Reproduce the full listing below without altering a single character.
---- DATA ROWS
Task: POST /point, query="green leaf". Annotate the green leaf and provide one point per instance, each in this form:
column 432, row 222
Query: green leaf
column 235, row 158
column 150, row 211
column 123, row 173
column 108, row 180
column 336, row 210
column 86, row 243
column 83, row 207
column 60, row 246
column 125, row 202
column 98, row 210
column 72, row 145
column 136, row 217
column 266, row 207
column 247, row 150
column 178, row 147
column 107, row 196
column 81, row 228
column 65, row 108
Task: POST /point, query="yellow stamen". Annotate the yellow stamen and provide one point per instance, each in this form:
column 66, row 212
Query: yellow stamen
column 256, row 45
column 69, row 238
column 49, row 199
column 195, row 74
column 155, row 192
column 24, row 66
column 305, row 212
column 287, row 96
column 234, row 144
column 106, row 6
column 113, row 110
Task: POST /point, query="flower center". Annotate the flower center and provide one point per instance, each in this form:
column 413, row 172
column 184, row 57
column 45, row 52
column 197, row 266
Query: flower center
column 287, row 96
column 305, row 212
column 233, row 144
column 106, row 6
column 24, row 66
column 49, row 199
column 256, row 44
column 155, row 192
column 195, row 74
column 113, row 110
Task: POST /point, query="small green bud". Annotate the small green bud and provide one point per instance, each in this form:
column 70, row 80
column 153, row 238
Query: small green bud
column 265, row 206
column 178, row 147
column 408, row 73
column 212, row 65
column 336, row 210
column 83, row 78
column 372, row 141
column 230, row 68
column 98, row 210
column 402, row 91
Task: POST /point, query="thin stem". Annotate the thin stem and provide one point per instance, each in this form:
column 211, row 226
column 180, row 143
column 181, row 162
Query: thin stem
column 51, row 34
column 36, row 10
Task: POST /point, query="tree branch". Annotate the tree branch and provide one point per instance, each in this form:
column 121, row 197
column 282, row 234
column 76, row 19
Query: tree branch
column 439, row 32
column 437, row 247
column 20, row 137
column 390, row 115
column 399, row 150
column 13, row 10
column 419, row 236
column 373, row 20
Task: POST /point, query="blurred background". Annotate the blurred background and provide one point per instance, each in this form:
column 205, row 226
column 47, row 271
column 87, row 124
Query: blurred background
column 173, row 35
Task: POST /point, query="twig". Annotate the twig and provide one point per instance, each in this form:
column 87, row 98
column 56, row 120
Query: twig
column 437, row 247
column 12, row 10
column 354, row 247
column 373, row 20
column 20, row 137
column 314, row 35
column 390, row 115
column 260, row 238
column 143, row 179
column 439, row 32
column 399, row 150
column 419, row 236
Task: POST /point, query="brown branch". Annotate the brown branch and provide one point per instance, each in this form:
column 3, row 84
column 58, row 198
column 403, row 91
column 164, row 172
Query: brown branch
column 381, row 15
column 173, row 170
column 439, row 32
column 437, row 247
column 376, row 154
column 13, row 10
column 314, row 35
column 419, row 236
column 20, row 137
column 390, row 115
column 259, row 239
--------
### ANSWER IN FULL
Task: POST /point, query="green leaf". Annotate the green leaf and provide one point per instance, each in this form:
column 432, row 222
Query: green leaf
column 235, row 158
column 150, row 211
column 123, row 173
column 108, row 180
column 336, row 210
column 86, row 243
column 83, row 207
column 60, row 246
column 125, row 202
column 98, row 210
column 72, row 145
column 136, row 217
column 266, row 207
column 247, row 150
column 178, row 147
column 107, row 196
column 81, row 228
column 65, row 108
Task: POST /point, query="yellow stamen". Annotate the yellow stamen and provide one point per instance, each in this form:
column 66, row 212
Query: yellow stamen
column 256, row 45
column 69, row 238
column 49, row 199
column 195, row 74
column 155, row 192
column 24, row 66
column 305, row 212
column 287, row 96
column 234, row 144
column 106, row 6
column 113, row 110
Task: POST /point, query="flower center". Annotate the flower center and provide one point per instance, each in this form:
column 413, row 172
column 184, row 57
column 45, row 52
column 197, row 266
Query: flower center
column 287, row 96
column 305, row 212
column 233, row 144
column 106, row 6
column 24, row 66
column 49, row 199
column 256, row 44
column 155, row 192
column 195, row 74
column 113, row 110
Task: POST /point, query="small green bud". Annotate the small green bud and provide one point per instance, each in this form:
column 70, row 80
column 153, row 238
Query: small green bud
column 265, row 206
column 178, row 147
column 408, row 73
column 212, row 65
column 336, row 210
column 83, row 78
column 372, row 141
column 230, row 68
column 98, row 210
column 402, row 91
Task: POST /point, query="thin stem". Annotate the thin stem and provide one point per instance, each in this form:
column 211, row 226
column 180, row 143
column 181, row 162
Query: thin stem
column 51, row 34
column 36, row 10
Task: POST /point, query="tree branch". Annotate the tree branch and provide one point per instance, each in this form:
column 121, row 197
column 282, row 234
column 76, row 19
Query: tree branch
column 439, row 32
column 437, row 247
column 20, row 137
column 390, row 115
column 399, row 150
column 13, row 10
column 419, row 236
column 373, row 20
Task: POST /point, query="blurred background". Annotate the blurred background and provide one point per instance, each in this form:
column 205, row 226
column 47, row 271
column 87, row 124
Query: blurred background
column 173, row 35
Task: POST /point, query="twig". Annotate the twig and provide one point per instance, each in this form:
column 87, row 98
column 56, row 120
Query: twig
column 437, row 247
column 12, row 10
column 354, row 247
column 373, row 20
column 20, row 137
column 314, row 35
column 390, row 115
column 260, row 238
column 143, row 179
column 439, row 32
column 399, row 150
column 419, row 236
Task: POST /point, query="brown branch". Annotate the brown branch and provide one point per instance, each in this form:
column 3, row 84
column 58, row 198
column 403, row 91
column 164, row 172
Query: brown branch
column 381, row 15
column 173, row 170
column 439, row 32
column 437, row 247
column 376, row 154
column 13, row 10
column 314, row 35
column 419, row 236
column 20, row 137
column 390, row 115
column 259, row 239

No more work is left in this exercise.